▶ [Aim] Edit the lines below so that every occurrence of "one dot" becomes "a single point", keeping all other text the same.
— BEGIN The data —
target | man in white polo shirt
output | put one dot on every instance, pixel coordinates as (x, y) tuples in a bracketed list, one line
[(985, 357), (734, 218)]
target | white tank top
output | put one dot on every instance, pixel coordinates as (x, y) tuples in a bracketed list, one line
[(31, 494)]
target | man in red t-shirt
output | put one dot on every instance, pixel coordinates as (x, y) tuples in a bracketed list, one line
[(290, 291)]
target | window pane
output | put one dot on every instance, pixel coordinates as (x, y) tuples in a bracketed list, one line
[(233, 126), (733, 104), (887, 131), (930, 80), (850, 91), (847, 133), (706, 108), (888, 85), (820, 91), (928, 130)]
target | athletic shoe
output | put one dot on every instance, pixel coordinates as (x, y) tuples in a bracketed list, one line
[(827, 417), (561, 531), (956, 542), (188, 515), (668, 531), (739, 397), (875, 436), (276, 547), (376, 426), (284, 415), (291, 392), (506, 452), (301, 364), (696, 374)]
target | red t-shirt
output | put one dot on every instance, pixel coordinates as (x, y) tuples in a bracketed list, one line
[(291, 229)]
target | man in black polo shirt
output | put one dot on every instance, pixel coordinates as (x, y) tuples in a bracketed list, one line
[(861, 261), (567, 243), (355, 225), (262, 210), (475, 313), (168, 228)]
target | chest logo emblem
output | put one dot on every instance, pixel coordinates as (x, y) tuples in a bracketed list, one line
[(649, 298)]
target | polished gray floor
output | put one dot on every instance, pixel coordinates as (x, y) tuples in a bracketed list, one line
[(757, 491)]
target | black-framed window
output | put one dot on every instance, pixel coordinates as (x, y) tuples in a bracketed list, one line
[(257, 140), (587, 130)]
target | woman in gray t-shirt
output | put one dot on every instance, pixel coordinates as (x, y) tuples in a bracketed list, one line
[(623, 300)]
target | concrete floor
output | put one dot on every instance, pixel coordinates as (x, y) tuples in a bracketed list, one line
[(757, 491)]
— END The data —
▶ [Output for this exercise]
target | man in white polo shirt
output | put a single point on every instance, pixel coordinates as (x, y) tuples in a bracketed list, one line
[(985, 357), (734, 218)]
target | white tank top
output | put a single point on every instance, pixel coordinates as (x, y) tuples in a bracketed list, one line
[(31, 494)]
target | man in red t-shirt
output | put a single point on every instance, pixel coordinates as (x, y) tuples in a bracketed list, one line
[(290, 291)]
target | window pane
output | put a single point on every instance, pixel coordinates as (x, y) tuples in a bracketed list, one line
[(233, 126), (733, 104), (887, 131), (930, 80), (850, 91), (847, 133), (706, 108), (888, 85), (820, 91), (928, 130)]
target | athletic shoe
output | put a single point on every instance, pixel coordinates as (x, y) tuples in a bracketed list, one line
[(827, 417), (561, 531), (956, 542), (188, 515), (668, 531), (739, 397), (875, 436), (276, 547), (376, 426), (284, 415), (291, 392), (506, 452), (301, 364), (696, 374)]
target | red t-shirt
output | put a single point on every instance, pixel coordinates as (x, y) tuples in a bracketed list, one line
[(291, 229)]
target | man in black polo shirt
output | put a single point on every instance, pixel coordinates as (x, y) tuples in a bracketed list, one line
[(861, 261), (567, 243), (355, 225), (262, 210), (475, 313), (168, 228)]
target | chest logo emblem
output | put a single point on every instance, pixel coordinates as (x, y) tuples in a bracketed list, one line
[(649, 298)]
target | polished gray floor
output | put a single point on every instance, pixel coordinates as (x, y) tuples in a bracketed list, one line
[(757, 491)]
target | black-framed window
output | put a single point on every instance, pixel coordinates as (x, y) tuples in a bracketed list, one line
[(257, 140), (587, 130)]
target | woman in gray t-shirt
output | put a single point on every instance, pixel coordinates as (x, y) tuples in a bracketed list, one line
[(623, 300)]
target | concrete floor
output | put a single point on every instance, pixel coordinates as (x, y) tuples in a bracketed list, one line
[(757, 491)]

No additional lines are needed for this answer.